EXERCISE MATERIALS:
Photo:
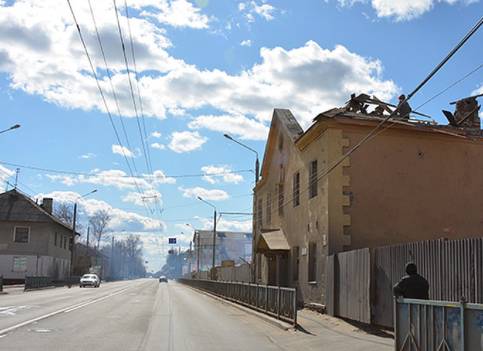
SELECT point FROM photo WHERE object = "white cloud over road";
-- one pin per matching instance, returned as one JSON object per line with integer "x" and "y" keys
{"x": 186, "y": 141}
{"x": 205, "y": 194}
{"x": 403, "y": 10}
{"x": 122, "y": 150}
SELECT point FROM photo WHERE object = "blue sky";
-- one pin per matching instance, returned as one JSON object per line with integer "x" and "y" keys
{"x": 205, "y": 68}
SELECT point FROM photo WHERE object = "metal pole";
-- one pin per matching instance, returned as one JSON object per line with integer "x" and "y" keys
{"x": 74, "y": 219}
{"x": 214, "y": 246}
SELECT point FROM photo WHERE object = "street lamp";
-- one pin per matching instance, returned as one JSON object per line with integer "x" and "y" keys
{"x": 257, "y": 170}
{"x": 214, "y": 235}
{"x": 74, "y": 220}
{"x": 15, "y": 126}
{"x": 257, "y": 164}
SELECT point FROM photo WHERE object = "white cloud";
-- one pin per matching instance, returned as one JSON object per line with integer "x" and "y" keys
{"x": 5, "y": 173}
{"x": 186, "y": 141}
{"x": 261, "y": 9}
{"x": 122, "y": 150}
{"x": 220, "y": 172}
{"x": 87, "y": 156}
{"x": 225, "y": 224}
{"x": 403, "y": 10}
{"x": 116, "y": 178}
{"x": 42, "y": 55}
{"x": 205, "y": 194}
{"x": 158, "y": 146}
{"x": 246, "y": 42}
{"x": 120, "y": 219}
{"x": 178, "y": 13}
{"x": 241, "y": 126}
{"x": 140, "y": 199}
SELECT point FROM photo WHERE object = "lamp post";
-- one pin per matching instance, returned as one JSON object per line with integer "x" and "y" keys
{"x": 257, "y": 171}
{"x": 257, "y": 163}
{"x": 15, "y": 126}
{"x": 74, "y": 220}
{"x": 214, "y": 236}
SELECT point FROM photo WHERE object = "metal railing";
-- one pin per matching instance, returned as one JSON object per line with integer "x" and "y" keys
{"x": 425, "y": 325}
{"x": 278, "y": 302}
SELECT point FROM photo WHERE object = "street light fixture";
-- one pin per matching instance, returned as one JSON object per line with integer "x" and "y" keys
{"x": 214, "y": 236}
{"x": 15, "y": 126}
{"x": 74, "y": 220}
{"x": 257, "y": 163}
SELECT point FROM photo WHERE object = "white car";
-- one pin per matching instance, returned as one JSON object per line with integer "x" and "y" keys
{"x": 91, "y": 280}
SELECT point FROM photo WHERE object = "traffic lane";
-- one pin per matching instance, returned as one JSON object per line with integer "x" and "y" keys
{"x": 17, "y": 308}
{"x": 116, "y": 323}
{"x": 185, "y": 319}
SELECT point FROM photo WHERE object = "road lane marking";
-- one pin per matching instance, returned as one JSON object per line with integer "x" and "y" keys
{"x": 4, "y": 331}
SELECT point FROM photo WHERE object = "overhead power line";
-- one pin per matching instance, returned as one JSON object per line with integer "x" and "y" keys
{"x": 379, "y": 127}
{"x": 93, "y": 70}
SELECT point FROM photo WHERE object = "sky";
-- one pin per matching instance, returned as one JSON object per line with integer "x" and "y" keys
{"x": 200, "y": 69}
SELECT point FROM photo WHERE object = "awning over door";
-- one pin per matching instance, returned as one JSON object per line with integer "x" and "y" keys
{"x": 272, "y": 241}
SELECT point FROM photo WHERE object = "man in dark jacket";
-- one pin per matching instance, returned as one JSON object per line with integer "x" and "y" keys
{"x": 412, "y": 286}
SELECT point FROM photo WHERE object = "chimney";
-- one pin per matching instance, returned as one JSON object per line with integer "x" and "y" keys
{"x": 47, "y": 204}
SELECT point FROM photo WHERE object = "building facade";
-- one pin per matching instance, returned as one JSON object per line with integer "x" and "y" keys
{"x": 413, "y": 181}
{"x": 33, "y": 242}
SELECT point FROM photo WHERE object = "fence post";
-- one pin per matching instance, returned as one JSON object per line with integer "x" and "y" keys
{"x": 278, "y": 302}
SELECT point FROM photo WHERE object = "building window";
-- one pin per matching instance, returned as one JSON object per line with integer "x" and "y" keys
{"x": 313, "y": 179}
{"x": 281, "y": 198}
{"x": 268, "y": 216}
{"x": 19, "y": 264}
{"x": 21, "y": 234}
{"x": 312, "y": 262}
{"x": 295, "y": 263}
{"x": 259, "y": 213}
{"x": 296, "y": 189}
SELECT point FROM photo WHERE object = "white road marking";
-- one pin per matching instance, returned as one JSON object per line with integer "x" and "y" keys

WRITTEN PROBLEM: Count the lines in the data above that contain the string "marking". Reply with the number alone.

SOLUTION BELOW: 2